* **What you need to do**
Turn every line of the records below into a Markdown table with a "Number" column and a "Line" column, skipping blank lines. Leave the pictures out of the table.

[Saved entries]
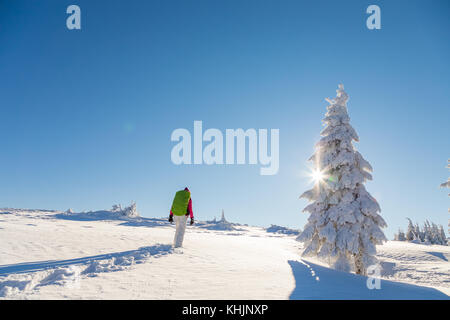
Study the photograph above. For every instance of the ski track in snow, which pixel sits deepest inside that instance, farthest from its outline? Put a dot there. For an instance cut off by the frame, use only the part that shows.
(134, 259)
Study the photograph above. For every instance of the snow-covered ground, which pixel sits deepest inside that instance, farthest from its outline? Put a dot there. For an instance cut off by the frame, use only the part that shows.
(52, 255)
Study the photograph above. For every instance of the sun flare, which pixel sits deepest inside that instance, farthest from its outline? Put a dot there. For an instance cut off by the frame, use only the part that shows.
(317, 175)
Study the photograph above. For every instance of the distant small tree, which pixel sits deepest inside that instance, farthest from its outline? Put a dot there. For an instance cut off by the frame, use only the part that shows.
(447, 185)
(400, 236)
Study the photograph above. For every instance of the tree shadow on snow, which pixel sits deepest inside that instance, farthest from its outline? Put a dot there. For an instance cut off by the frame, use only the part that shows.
(121, 258)
(111, 216)
(439, 255)
(316, 282)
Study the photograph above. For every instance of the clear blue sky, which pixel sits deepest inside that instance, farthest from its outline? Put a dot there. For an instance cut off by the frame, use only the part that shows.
(86, 116)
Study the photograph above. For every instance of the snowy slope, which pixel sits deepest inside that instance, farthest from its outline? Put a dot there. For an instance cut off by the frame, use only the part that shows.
(51, 255)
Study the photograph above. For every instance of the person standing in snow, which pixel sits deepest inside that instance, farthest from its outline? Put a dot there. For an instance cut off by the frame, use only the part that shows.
(181, 208)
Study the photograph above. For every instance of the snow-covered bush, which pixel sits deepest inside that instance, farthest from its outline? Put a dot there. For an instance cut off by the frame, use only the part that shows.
(130, 211)
(428, 234)
(344, 226)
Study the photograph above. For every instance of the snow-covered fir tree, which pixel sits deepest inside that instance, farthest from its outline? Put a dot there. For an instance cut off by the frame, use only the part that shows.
(344, 225)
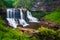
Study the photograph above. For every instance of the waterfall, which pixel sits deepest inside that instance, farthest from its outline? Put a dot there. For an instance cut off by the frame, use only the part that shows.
(10, 19)
(22, 21)
(31, 18)
(17, 17)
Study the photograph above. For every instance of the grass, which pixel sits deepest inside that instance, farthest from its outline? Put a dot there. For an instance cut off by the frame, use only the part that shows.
(54, 16)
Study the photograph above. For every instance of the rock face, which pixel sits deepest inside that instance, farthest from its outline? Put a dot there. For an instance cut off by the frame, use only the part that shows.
(45, 6)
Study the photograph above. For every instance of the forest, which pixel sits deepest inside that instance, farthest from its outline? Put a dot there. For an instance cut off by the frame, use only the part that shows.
(46, 11)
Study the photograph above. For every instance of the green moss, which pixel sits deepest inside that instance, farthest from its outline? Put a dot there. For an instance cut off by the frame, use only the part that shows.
(54, 16)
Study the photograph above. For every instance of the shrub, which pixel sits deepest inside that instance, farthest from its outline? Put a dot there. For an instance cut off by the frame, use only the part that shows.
(47, 34)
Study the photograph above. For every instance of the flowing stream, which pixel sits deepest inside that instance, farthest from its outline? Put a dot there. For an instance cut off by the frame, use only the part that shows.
(16, 17)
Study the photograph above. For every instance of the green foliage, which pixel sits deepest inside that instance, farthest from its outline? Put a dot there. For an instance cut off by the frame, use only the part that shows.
(47, 34)
(54, 16)
(9, 3)
(7, 33)
(24, 3)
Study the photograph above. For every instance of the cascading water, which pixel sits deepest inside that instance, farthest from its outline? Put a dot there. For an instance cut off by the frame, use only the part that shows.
(16, 17)
(31, 18)
(10, 18)
(22, 21)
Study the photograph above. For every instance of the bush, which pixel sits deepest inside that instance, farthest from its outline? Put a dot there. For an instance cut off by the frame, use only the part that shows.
(48, 34)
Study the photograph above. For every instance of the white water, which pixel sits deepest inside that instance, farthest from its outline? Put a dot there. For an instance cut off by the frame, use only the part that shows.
(13, 21)
(31, 18)
(22, 21)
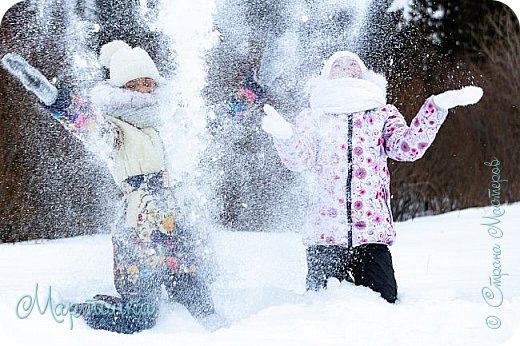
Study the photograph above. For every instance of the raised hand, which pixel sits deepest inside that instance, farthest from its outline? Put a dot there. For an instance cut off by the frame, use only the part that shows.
(31, 78)
(454, 98)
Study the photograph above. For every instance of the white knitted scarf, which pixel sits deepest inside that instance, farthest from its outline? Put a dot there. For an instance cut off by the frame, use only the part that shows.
(138, 109)
(347, 95)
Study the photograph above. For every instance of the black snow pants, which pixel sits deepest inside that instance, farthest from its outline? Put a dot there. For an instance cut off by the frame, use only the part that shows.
(368, 265)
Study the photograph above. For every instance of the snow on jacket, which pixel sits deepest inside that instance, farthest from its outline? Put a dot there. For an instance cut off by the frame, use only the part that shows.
(347, 156)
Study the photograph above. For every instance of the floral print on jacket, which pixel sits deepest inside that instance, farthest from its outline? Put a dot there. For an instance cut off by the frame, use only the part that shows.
(347, 157)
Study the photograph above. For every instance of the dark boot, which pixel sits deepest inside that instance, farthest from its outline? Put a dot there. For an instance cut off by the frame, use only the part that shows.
(192, 292)
(127, 316)
(372, 267)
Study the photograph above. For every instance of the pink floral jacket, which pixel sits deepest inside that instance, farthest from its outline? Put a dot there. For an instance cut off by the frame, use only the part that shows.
(347, 156)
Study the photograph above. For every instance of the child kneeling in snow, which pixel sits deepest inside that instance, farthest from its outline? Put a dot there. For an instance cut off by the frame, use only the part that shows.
(345, 139)
(152, 246)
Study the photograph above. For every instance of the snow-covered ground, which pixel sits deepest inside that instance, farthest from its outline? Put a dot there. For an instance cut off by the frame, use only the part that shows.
(442, 264)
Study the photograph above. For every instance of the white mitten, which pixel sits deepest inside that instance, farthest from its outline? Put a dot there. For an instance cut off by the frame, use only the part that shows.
(31, 78)
(274, 124)
(463, 97)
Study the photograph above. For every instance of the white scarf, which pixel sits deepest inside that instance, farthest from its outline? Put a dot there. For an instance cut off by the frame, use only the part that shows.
(138, 109)
(347, 95)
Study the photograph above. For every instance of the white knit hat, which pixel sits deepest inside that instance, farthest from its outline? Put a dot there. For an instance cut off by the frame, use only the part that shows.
(327, 66)
(126, 63)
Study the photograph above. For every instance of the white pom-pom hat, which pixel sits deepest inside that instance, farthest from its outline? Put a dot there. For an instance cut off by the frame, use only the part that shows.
(126, 63)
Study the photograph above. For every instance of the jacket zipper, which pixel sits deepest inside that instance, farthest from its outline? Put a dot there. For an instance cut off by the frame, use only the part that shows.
(348, 191)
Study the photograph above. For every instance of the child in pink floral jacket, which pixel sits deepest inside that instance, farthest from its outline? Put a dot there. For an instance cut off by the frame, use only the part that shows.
(345, 139)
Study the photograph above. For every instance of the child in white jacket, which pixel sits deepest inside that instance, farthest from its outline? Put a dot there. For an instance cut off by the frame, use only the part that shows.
(345, 139)
(152, 244)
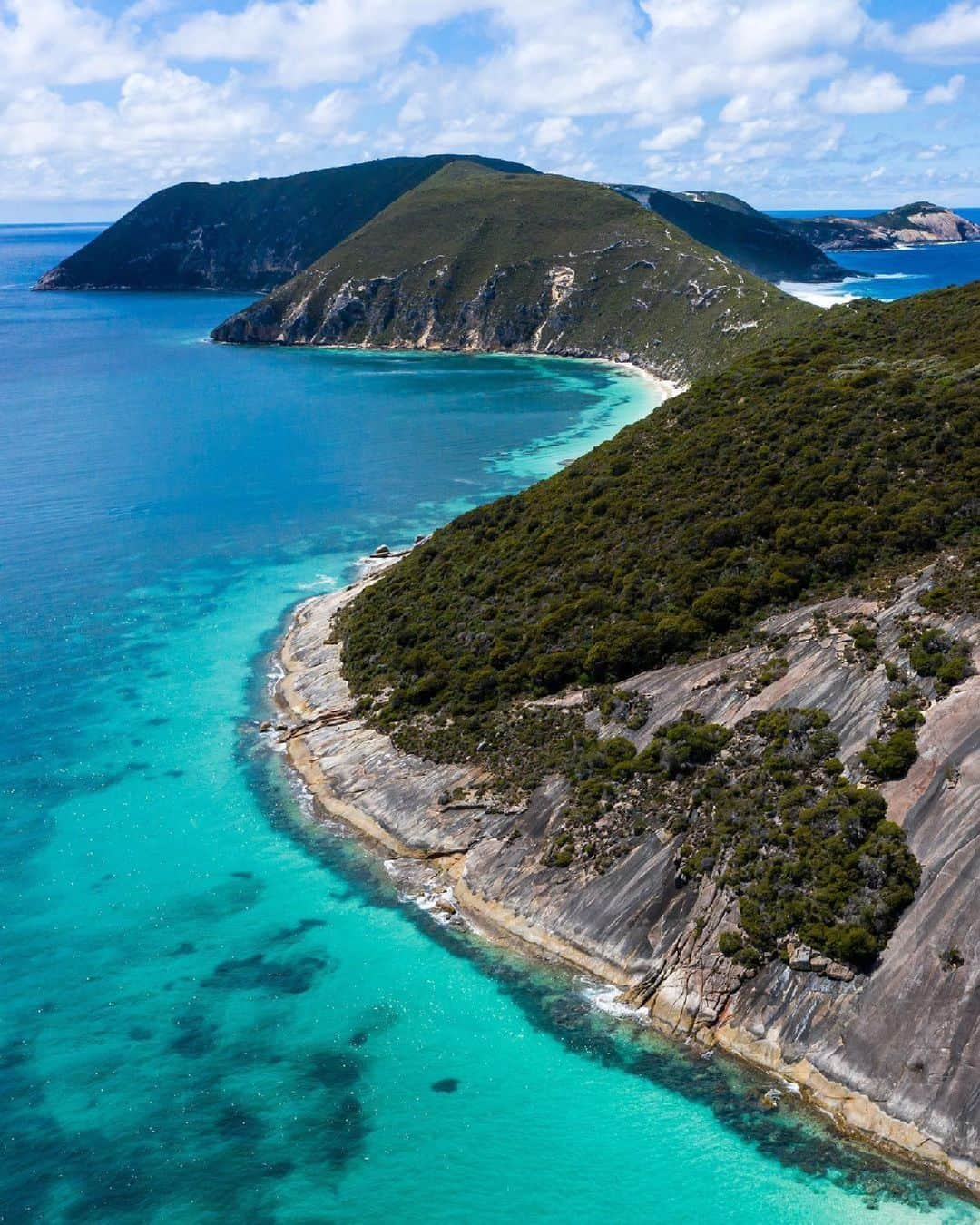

* **Reply to the task**
| Number | Line |
|---|---|
| 1 | Study the photograph above. For every instance of the ski track in snow, which pixel sits deepest inside that instance, farthest from its outline? Put a dot there. For an instance cut off by the frame, use only the part that shows. |
| 2 | (134, 259) |
| 3 | Study the photograph above. For every instance of the snow-covered ground, which pixel sits deepest inside that instance, farthest from its outline? Put a dot there. For an instance cut off by the frame, use only the part that shows. |
| 4 | (52, 255) |
| 5 | Study the photograph above. For every instance of the sun flare, which pixel sits deepest inside that instance, farthest from its outline? Put a dot there. For an instance cut off by the frame, use only the part that shows. |
| 6 | (317, 175) |
| 7 | Study the photograph above. For every instance of the distant small tree, which pixel sits deepest inside that instance, farthest from its outline? Put a dot there. For an instance cut off by the frame, use only the part that shows. |
| 8 | (447, 185) |
| 9 | (400, 236) |
| 10 | Study the photograph above. For every instance of the tree shadow on snow, which pixel sits deepest inside that instance, farthest from its outline? Put a dot there. For an instance cut off by the frame, use only the part that shows. |
| 11 | (121, 258) |
| 12 | (111, 216) |
| 13 | (439, 255) |
| 14 | (316, 282) |
| 15 | Study the photograph above. For every instance of the clear blue sky, which pixel sits deepest inside that instance, farthest from its outline? Put a dot there. For an instance cut off by the frame, use only the part that shows. |
| 16 | (86, 116) |
| 17 | Study the photograph above. For every instance of the snowy slope, which pixel sits deepest inside that instance, farthest from its outline? Put a dot there. For an instance cut off by the frame, use only the part that shows. |
| 18 | (51, 255) |
| 19 | Study the photograph above. For every instance of the person standing in snow, which pixel sits deepest inside that instance, farthest from its outline? Put a dot there. For an instance cut off by the frame, use only the part that shows. |
| 20 | (181, 208) |
| 21 | Study the photograph above. For every instance of the snow-covered bush, which pixel sits deepest inside that instance, farthest from its outline? Put a dot there. For an instance cut off by the frame, use only the part that shows. |
| 22 | (130, 211) |
| 23 | (428, 234) |
| 24 | (344, 226) |
| 25 | Study the photograph above. For every instance of the snow-covered fir tree, which pixel sits deepest inside that instance, farthest from its outline? Put a dot there. For an instance cut off by the frame, use only the part that shows. |
| 26 | (344, 225) |
| 27 | Study the photograph above. For every instance of the waterfall, which pixel sits deepest inside that instance, farthest from its outline? Put a dot there. For an instance cut off by the frame, use only the part that shows. |
| 28 | (10, 19) |
| 29 | (22, 21) |
| 30 | (31, 18) |
| 31 | (17, 17) |
| 32 | Study the photograph above. For every instance of the grass, which pixel sits deepest inside that instance, farthest from its outline? Put a dot there. For an instance cut off by the frame, use only the part that shows. |
| 33 | (54, 16) |
| 34 | Study the photograph above. For every instance of the rock face, which pixel sits deepest inside that instance, farthest from its outline? Put a dot there. For an instance cut off by the frame, use only the part that shows. |
| 35 | (45, 6) |
| 36 | Study the photograph above. For every instance of the forest, which pixel sits deepest inside that instance, farthest from its outline? Put a dot there. For an instance cut off by the frame, use only the part that shows. |
| 37 | (46, 11) |
| 38 | Study the photograph above. For every instance of the green moss, which pixel sits deepest inside that instance, farthest from its outline? Put a dot there. For an instance cut off by the frame, use only the part that shows. |
| 39 | (54, 16) |
| 40 | Study the photograph above. For every instance of the shrub, which pixel sits deepest inside that instance, farthest from its outline? Put a dot there. For an instance cut off by the frame, use only the part that shows. |
| 41 | (47, 34) |
| 42 | Study the photograph above. For every instance of the flowing stream, which pixel sits deepest inside that instance, farthest from its outline? Put a dot there. For an instance cut off by the frame, use only the part that shows. |
| 43 | (16, 17) |
| 44 | Study the photograph above. For every instance of the green foliage, which pixel sits deepest inside that instance, farthest from its outline? Put a dot there. For an instance cut off by the frame, use only the part that shows. |
| 45 | (47, 34) |
| 46 | (54, 16) |
| 47 | (9, 3) |
| 48 | (7, 33) |
| 49 | (24, 3) |
| 50 | Study the photograph above. For every instance of the cascading water, which pixel sits deepest inside that instance, farthest from its outline? Put a dot there. For an instance cut off by the frame, use only the part that shows. |
| 51 | (16, 17) |
| 52 | (31, 18) |
| 53 | (10, 18) |
| 54 | (22, 21) |
| 55 | Study the photograph above. For every instance of the bush, which pixel sits deepest inside that instance, farthest from its outline? Put a dot there. For an instance cut off by the frame, use only the part that shows. |
| 56 | (48, 34) |
| 57 | Study the photograph above. For every instance of the white water, which pixel sits deepest inside that instance, farthest from its outline? Put a dot there. For an instance cut off by the frame, use only the part that shows. |
| 58 | (13, 21) |
| 59 | (31, 18) |
| 60 | (22, 21) |
| 61 | Study the photograph above. For every instance of the raised hand, which pixel sits deepest inside that instance, farthest from its outline? Put a dot there. For an instance cut off by the frame, use only the part that shows. |
| 62 | (31, 78) |
| 63 | (454, 98) |
| 64 | Study the photograph above. For every instance of the white knitted scarf, which pixel sits deepest inside that instance, farthest from its outline? Put a dot there. For an instance cut off by the frame, use only the part that shows. |
| 65 | (138, 109) |
| 66 | (347, 95) |
| 67 | Study the photograph above. For every instance of the black snow pants, which pixel sits deepest inside that instance, farthest from its outline? Put a dot there. For an instance cut off by the frame, use only the part that shows. |
| 68 | (368, 265) |
| 69 | Study the photograph above. For every instance of the snow on jacket, which pixel sits deepest inside that instance, farthest from its outline? Put a dot there. For an instance cut off by the frame, use only the part that shows. |
| 70 | (347, 156) |
| 71 | Study the photograph above. For every instance of the floral print on jacket, which pixel sits deepest inside that instance, farthest from its outline? Put a dot there. For an instance cut off by the frame, use only the part that shows. |
| 72 | (347, 157) |
| 73 | Study the photograph above. For every instance of the dark boot, which pixel sits deepest inside that instance, farthest from its outline? Put a dot there. For an instance cut off by the frame, use only the part that shows. |
| 74 | (192, 292) |
| 75 | (127, 316) |
| 76 | (372, 267) |
| 77 | Study the photograph above. For every instance of the pink floral jacket, which pixel sits deepest inside that instance, farthest from its outline? Put a dot there. For an instance cut off by the frame, use only the part that shows. |
| 78 | (347, 156) |
| 79 | Study the photograph above. For every instance of the child kneeling in snow, which pixel sits deepest inside that instance, farthest from its outline? Put a dot there. For an instance cut off by the frame, use only the part that shows. |
| 80 | (345, 139) |
| 81 | (152, 246) |
| 82 | Study the photograph above. For every instance of the snow-covered ground, which pixel sits deepest inside that instance, farthest from its outline? Put a dot there. For an instance cut off by the frame, use only the part that shows. |
| 83 | (442, 264) |
| 84 | Study the photograph above. For every instance of the white mitten, which pixel sits deepest inside that instance, farthest from its outline? Put a dot there. For an instance cut off by the frame, use only the part that shows. |
| 85 | (31, 78) |
| 86 | (274, 124) |
| 87 | (463, 97) |
| 88 | Study the photograph above. For every instance of the white scarf, which pixel sits deepest inside that instance, farthest from its outline? Put a dot there. For an instance cut off by the frame, use only the part that shows. |
| 89 | (138, 109) |
| 90 | (347, 95) |
| 91 | Study the photograph above. For every instance of the white knit hat, which pixel sits deepest inside that instance, farthest from its outline? Put a dot there. For an instance cut off by the frame, use only the part that shows. |
| 92 | (327, 66) |
| 93 | (126, 63) |
| 94 | Study the photograph above. For every instance of the white pom-pom hat, which pixel sits deepest inside that instance, farthest from its outline? Put a dot there. For an instance cut off by the frame, use only the part that shows. |
| 95 | (126, 63) |
| 96 | Study the photograph above. For every instance of the jacket zipper, which pixel sits deepest inside that instance, farthest from its outline? Put a dot there. For an instance cut off by the frame, use only the part that shows. |
| 97 | (348, 191) |
| 98 | Study the photograph above. For every instance of the child in pink floral jacket, which pixel sits deepest inside that instance, farthest from its outline? Put a dot there. For an instance cut off by the frame, use only the part that shows. |
| 99 | (345, 139) |
| 100 | Study the photograph above. For every instance of the child in white jacket, which pixel sits deepest inside that instance, farthest from its outline? Put a dot there. For an instance cut off by the frame, use only the part that shows. |
| 101 | (345, 139) |
| 102 | (152, 244) |